-- TASK DATA follows --
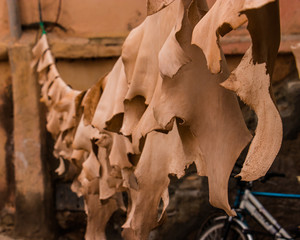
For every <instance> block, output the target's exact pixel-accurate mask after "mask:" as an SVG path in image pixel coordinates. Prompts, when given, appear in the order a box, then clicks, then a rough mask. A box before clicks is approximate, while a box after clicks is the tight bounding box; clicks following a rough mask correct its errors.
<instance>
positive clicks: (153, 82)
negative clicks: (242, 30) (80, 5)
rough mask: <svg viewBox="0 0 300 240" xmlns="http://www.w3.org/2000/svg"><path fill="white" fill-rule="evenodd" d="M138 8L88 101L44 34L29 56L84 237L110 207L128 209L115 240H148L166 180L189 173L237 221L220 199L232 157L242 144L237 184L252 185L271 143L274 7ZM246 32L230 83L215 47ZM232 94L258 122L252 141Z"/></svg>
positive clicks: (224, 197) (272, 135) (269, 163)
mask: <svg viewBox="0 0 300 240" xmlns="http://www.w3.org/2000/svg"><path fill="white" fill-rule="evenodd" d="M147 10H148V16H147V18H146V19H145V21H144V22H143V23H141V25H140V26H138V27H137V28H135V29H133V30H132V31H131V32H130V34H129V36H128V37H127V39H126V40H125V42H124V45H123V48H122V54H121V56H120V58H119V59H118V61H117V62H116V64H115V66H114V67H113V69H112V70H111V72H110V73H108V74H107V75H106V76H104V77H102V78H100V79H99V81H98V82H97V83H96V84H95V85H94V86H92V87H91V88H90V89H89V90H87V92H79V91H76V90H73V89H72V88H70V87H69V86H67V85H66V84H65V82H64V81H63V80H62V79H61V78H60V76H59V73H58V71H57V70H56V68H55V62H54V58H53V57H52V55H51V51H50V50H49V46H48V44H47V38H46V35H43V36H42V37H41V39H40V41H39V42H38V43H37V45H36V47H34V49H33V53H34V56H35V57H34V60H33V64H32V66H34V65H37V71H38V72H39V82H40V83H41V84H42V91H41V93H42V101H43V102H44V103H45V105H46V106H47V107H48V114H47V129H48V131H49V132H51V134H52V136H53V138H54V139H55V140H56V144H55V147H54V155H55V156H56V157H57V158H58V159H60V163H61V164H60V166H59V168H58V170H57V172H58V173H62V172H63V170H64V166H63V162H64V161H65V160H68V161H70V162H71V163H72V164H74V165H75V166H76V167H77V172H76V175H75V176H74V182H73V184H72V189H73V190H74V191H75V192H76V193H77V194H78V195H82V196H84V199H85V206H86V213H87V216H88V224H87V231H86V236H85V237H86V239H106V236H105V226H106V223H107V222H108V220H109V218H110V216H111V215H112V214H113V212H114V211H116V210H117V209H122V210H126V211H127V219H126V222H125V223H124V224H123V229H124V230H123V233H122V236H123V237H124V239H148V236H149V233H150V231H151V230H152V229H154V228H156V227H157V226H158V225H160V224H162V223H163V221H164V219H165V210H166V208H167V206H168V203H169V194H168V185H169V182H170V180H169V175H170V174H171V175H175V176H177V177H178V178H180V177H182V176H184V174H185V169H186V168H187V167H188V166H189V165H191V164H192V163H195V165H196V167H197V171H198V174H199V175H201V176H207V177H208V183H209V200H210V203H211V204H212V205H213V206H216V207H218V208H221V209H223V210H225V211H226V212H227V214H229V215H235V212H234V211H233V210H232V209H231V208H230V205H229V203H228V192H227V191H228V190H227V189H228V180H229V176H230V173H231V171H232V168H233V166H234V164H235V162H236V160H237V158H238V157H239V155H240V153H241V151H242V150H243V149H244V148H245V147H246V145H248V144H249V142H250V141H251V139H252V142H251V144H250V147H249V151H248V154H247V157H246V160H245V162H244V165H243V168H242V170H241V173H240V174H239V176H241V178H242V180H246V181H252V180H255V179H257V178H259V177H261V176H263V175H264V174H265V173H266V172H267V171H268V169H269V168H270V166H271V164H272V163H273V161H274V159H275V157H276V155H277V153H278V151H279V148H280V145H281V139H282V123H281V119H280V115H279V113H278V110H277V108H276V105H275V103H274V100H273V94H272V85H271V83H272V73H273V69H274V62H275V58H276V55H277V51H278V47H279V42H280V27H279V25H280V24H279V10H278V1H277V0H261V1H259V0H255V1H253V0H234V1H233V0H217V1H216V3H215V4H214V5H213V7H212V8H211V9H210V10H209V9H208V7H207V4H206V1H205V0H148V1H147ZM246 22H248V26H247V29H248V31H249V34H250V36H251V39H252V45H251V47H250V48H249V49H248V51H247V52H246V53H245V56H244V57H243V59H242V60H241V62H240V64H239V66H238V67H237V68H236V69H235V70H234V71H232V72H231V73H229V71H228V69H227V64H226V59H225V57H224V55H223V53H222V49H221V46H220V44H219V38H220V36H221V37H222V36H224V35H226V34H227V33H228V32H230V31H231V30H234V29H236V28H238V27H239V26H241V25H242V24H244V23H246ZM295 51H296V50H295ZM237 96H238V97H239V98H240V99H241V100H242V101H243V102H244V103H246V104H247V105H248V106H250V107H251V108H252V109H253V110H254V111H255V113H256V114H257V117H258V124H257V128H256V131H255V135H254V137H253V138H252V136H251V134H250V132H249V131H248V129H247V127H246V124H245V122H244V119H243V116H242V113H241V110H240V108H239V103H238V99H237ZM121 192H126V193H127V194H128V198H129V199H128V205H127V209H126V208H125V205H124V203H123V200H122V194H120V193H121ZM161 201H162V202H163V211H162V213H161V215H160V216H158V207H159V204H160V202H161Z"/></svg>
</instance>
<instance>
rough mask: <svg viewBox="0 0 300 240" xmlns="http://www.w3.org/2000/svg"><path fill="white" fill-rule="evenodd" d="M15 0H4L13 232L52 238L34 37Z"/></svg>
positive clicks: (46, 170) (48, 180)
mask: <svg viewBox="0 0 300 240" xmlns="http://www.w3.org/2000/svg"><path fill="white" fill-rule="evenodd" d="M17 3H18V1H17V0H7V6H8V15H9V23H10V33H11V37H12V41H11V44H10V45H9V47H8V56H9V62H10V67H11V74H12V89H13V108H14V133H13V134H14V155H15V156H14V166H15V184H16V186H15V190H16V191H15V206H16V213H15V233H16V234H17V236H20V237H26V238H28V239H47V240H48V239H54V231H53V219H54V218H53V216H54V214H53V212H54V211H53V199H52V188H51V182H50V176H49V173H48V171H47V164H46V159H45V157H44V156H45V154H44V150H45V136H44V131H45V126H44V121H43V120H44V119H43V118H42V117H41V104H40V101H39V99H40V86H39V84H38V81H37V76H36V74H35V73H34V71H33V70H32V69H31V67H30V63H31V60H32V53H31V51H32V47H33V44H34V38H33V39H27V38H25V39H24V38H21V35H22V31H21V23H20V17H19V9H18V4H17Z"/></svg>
-- TASK DATA concluded --
TASK DESCRIPTION:
Give every line of the records above as a JSON list of strings, one string per line, skipping blank lines. Leave the pictures out of your answer.

SOLUTION:
[
  "For every <instance> block, output the target's exact pixel-accurate mask after \"mask:\" as an SVG path in image pixel coordinates. Prompts, when given, appear in the order a box, then clicks, then a rough mask. A box before clicks is approximate, while a box after clicks is the tight bounding box; clicks following a rough mask correct its errors.",
  "<instance>",
  "positive clicks: (153, 82)",
  "negative clicks: (242, 30) (80, 5)",
  "rough mask: <svg viewBox=\"0 0 300 240\" xmlns=\"http://www.w3.org/2000/svg\"><path fill=\"white\" fill-rule=\"evenodd\" d=\"M138 8L88 101L44 34L29 56L84 237L110 207L128 209L115 240H148L166 180L189 173L237 221L220 199L232 157L242 144L237 184L252 185L271 143L274 7ZM246 32L230 83L215 47ZM232 94L258 122L252 141Z\"/></svg>",
  "positive clicks: (224, 197) (272, 135) (269, 163)",
  "mask: <svg viewBox=\"0 0 300 240\" xmlns=\"http://www.w3.org/2000/svg\"><path fill=\"white\" fill-rule=\"evenodd\" d=\"M147 10H148V16H147V18H146V19H145V21H144V22H143V23H141V25H140V26H138V27H137V28H135V29H133V30H132V31H131V32H130V34H129V36H128V37H127V39H126V40H125V42H124V45H123V48H122V54H121V56H120V58H119V59H118V61H117V62H116V64H115V66H114V67H113V69H112V70H111V72H110V73H108V74H107V75H106V76H104V77H102V78H100V79H99V81H98V82H97V83H96V84H95V85H94V86H92V87H91V88H90V89H89V90H87V92H79V91H76V90H73V89H72V88H70V87H69V86H67V85H66V84H65V82H64V81H63V80H62V79H61V78H60V76H59V73H58V71H57V70H56V68H55V62H54V58H53V57H52V55H51V51H50V50H49V46H48V44H47V38H46V35H43V36H42V37H41V39H40V41H39V42H38V43H37V45H36V47H34V49H33V53H34V56H35V57H34V60H33V64H32V66H34V65H37V71H38V72H39V82H40V83H41V84H42V91H41V93H42V101H43V102H44V103H45V105H46V106H47V107H48V114H47V129H48V131H49V132H51V134H52V136H53V138H54V139H55V140H56V144H55V147H54V155H55V156H56V157H57V158H58V159H60V163H61V164H60V166H59V168H58V170H57V172H58V173H62V172H63V170H64V166H63V162H64V161H65V160H68V161H70V162H71V163H72V164H74V165H75V166H76V167H77V172H76V175H75V176H74V182H73V184H72V189H73V190H74V191H75V192H76V193H77V194H78V195H82V196H84V199H85V206H86V213H87V216H88V224H87V231H86V236H85V237H86V239H106V236H105V226H106V223H107V222H108V220H109V218H110V216H111V215H112V214H113V212H114V211H116V210H117V209H122V210H126V211H127V219H126V222H125V223H124V224H123V229H124V230H123V233H122V236H123V237H124V239H148V236H149V233H150V231H151V230H152V229H154V228H156V227H157V226H158V225H160V224H162V223H163V221H164V219H165V210H166V208H167V206H168V203H169V194H168V185H169V182H170V180H169V175H170V174H171V175H175V176H177V177H178V178H180V177H182V176H184V174H185V169H186V168H187V167H188V166H189V165H191V164H192V163H195V165H196V167H197V171H198V174H199V175H201V176H207V177H208V183H209V200H210V203H211V204H212V205H213V206H216V207H218V208H221V209H223V210H225V211H226V212H227V214H229V215H235V212H234V211H233V210H232V209H231V208H230V205H229V203H228V192H227V191H228V190H227V189H228V180H229V176H230V173H231V171H232V168H233V166H234V164H235V162H236V160H237V158H238V157H239V155H240V153H241V151H242V150H243V149H244V148H245V147H246V145H248V144H249V142H250V141H251V139H252V142H251V144H250V147H249V151H248V154H247V157H246V160H245V162H244V165H243V168H242V170H241V173H240V174H239V176H241V178H242V180H246V181H252V180H255V179H257V178H259V177H261V176H263V175H264V174H265V173H266V172H267V171H268V169H269V168H270V166H271V164H272V163H273V161H274V159H275V157H276V155H277V153H278V151H279V148H280V145H281V139H282V123H281V119H280V115H279V113H278V110H277V108H276V105H275V103H274V100H273V94H272V85H271V83H272V73H273V69H274V62H275V58H276V55H277V51H278V47H279V42H280V27H279V25H280V24H279V10H278V1H277V0H261V1H259V0H255V1H253V0H234V1H233V0H217V1H216V3H215V4H214V5H213V7H212V8H211V9H210V10H209V9H208V7H207V4H206V1H205V0H148V1H147ZM246 22H248V26H247V29H248V31H249V34H250V36H251V39H252V45H251V47H250V48H249V49H248V51H247V52H246V53H245V56H244V57H243V59H242V60H241V62H240V64H239V66H238V67H237V68H236V69H235V70H234V71H232V72H231V73H229V71H228V69H227V64H226V59H225V57H224V55H223V53H222V49H221V46H220V44H219V38H220V36H221V37H222V36H224V35H226V34H227V33H228V32H230V31H231V30H234V29H236V28H238V27H239V26H241V25H242V24H244V23H246ZM295 51H296V50H295ZM237 96H238V97H239V98H240V99H241V100H242V101H243V102H244V103H246V104H247V105H248V106H250V107H251V108H252V109H253V110H254V111H255V113H256V114H257V117H258V124H257V128H256V131H255V135H254V137H253V138H252V136H251V134H250V132H249V131H248V129H247V127H246V124H245V122H244V119H243V116H242V113H241V110H240V108H239V103H238V99H237ZM121 192H126V193H127V194H128V198H129V199H128V205H127V209H126V208H125V205H124V203H123V200H122V194H120V193H121ZM161 201H162V202H163V211H162V213H161V215H160V216H158V207H159V204H160V202H161Z\"/></svg>",
  "</instance>",
  "<instance>",
  "rough mask: <svg viewBox=\"0 0 300 240\" xmlns=\"http://www.w3.org/2000/svg\"><path fill=\"white\" fill-rule=\"evenodd\" d=\"M15 0H4L13 232L52 238L34 37Z\"/></svg>",
  "positive clicks: (46, 170) (48, 180)",
  "mask: <svg viewBox=\"0 0 300 240\" xmlns=\"http://www.w3.org/2000/svg\"><path fill=\"white\" fill-rule=\"evenodd\" d=\"M17 3H18V1H17V0H7V6H8V15H9V23H10V33H11V37H12V41H11V44H10V45H9V47H8V56H9V62H10V67H11V74H12V89H13V108H14V133H13V134H14V155H15V156H14V166H15V184H16V186H15V190H16V191H15V206H16V213H15V233H16V234H17V236H20V237H26V238H28V239H47V240H48V239H54V231H53V219H54V218H53V216H54V214H53V212H54V211H53V199H52V188H51V182H50V176H49V173H48V171H47V164H46V159H45V157H44V156H45V154H44V150H45V136H44V131H45V126H44V121H43V120H44V119H43V118H42V117H41V104H40V101H39V99H40V86H39V84H38V81H37V76H36V74H35V73H34V71H33V70H32V69H31V67H30V63H31V60H32V53H31V51H32V47H33V44H34V38H33V39H27V38H25V39H24V38H21V35H22V31H21V23H20V17H19V9H18V4H17Z\"/></svg>"
]